> **Text excerpt**
Truth Written in Verse: Transmediations of Scientific Discourse in Swedish Ecopoetry Cover Image

Truth Written in Verse: Transmediations of Scientific Discourse in Swedish Ecopoetry
Truth Written in Verse: Transmediations of Scientific Discourse in Swedish Ecopoetry

Author(s): Emma Tornborg
Subject(s): Language and Literature Studies, Media studies, Studies of Literature, Communication studies, Theory of Communication
Published by: Universitatea Babeş-Bolyai, Facultatea de Teatru si Televiziune
Keywords: intermediality; transmediation; ecopoetry; truthfulness; truth claims;

Summary/Abstract: The article discusses transmediation of truth claims and truthfulness in ecopoetry and takes as example the poetry collection Permafrostens avtagande (The Declining of the Permafrost, 2007) by Swedish poet Åsa Maria Kraft. The aim of the article is twofold: First, to study how transmediation of scientific source material (which in this context includes all kinds of media that represent a scientific content in a formal matter: newspaper articles, scientific reports, documentaries etc.) affects the perceived and real truthfulness of a poem. Second, to discuss what ecopoetry gains – both aesthetically and in its perceived truthfulness and urgency – by transmediating content and/or form from scientific source media. Truth claims are not identical with truthfulness. Subjective truth claims in literature have to do with conveying a sense of sincerity and authenticity: we believe that the represented thoughts and emotions have actually been experienced. As I have stated elsewhere (Tornborg 2020), I regard objective truth claims in literature as being either something that we “by means of experience and habit” ascribe to the text or “claims made in the text, in various ways, implicit or explicit, of being truthful about external conditions” (9).A media product can transmediate a specific type of scientific jargon without transmediating a scientific content, and thus create what Gunn Enli (2015) calls “authenticity illusions” (1), but not real truthfulness. Thus, a text can fool us, and since no text can guarantee its own truthfulness, I believe that the only way to prove it is to include external references that in turn can be validated. This line of thought should be put in relation to the Heideggerian way of regarding poetic truth: as a kind of secular revelation (Roger Scruton 2015, 149). In this tradition of thinking, poetic truth is something different compared to what we usually mean by the word. Instead it denotes a deeper understanding of the essence of things. Transmediations of representations of scientific knowledge affect poetry both aesthetically and in terms or truthfulness. The article uses intermedial theory to disentangle the media relations in play in Kraft’s book, as well as to shed light over the issue of real truthfulness in poetry, with the purpose of better understanding the ecopoetic usage of science.

Entries from a point annotation set
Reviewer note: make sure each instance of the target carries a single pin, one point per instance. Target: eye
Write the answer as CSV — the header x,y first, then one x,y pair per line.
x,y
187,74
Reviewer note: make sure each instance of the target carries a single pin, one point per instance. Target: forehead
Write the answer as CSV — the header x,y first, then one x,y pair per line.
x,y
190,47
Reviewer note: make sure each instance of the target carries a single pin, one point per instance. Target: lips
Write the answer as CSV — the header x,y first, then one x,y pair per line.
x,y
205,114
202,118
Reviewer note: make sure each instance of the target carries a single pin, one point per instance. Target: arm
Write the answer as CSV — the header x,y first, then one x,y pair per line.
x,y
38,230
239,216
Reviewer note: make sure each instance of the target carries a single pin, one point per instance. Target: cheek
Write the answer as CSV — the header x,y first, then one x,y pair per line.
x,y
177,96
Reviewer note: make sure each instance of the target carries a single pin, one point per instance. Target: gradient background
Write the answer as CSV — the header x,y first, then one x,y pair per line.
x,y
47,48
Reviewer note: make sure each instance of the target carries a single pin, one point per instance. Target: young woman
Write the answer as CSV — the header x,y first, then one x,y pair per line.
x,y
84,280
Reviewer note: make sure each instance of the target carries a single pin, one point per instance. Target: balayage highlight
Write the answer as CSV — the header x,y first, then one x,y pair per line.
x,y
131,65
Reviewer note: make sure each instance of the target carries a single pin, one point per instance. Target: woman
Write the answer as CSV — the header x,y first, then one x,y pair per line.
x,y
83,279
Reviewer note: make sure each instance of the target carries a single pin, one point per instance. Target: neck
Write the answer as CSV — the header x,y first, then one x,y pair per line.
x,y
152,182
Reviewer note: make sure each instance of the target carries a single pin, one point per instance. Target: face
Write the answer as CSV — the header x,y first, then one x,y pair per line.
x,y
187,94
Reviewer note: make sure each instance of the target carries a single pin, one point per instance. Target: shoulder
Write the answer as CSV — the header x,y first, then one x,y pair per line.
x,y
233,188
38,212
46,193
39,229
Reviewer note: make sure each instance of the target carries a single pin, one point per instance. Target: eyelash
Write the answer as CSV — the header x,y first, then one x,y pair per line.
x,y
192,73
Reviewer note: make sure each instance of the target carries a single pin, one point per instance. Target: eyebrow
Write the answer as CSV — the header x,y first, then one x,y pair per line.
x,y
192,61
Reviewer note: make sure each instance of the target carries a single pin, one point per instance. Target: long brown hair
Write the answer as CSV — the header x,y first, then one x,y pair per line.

> **Jobs**
a: Condense the paragraph of the ecopoetry abstract that begins "The article discusses transmediation" into a bulleted list that keeps its main facts.
b: Which poetry collection does the ecopoetry abstract take as its example?
c: For each statement, say whether it agrees with the ecopoetry abstract, and quote the words that decide it.
(i) The article treats truth claims as identical with truthfulness.
(ii) The article applies intermedial theory to the media relations in Kraft's book.
(iii) The article was published by a faculty of Universitatea Babeş-Bolyai.

> **Answers for this exercise**
a:
- Topic: transmediation of truth claims and truthfulness in ecopoetry, using Åsa Maria Kraft's collection Permafrostens avtagande (The Declining of the Permafrost, 2007) as the example.
- First aim: study how transmediating scientific source material (newspaper articles, scientific reports, documentaries, etc.) affects a poem's perceived and real truthfulness.
- Second aim: discuss what ecopoetry gains aesthetically, and in perceived truthfulness and urgency, by transmediating content and/or form from scientific source media.
- Truth claims are not the same as truthfulness.
  - Subjective truth claims convey sincerity and authenticity.
  - Objective truth claims are either ascribed to the text "by means of experience and habit" or made by the text about external conditions (Tornborg 2020).
- Borrowing scientific jargon without scientific content creates "authenticity illusions" (Gunn Enli 2015), not real truthfulness.
- No text can guarantee its own truthfulness, so only external references that can be validated can prove it.
- This view is set against the Heideggerian idea of poetic truth as a secular revelation (Roger Scruton 2015), meaning a deeper understanding of the essence of things.
- Method: intermedial theory, used to untangle the media relations in Kraft's book and to clarify real truthfulness in poetry, so as to better understand how ecopoetry uses science.

b: Permafrostens avtagande (The Declining of the Permafrost, 2007) by Swedish poet Åsa Maria Kraft.

c:
(i) No: "Truth claims are not identical with truthfulness."
(ii) Yes: "The article uses intermedial theory to disentangle the media relations in play in Kraft’s book"
(iii) Yes: "Published by: Universitatea Babeş-Bolyai, Facultatea de Teatru si Televiziune"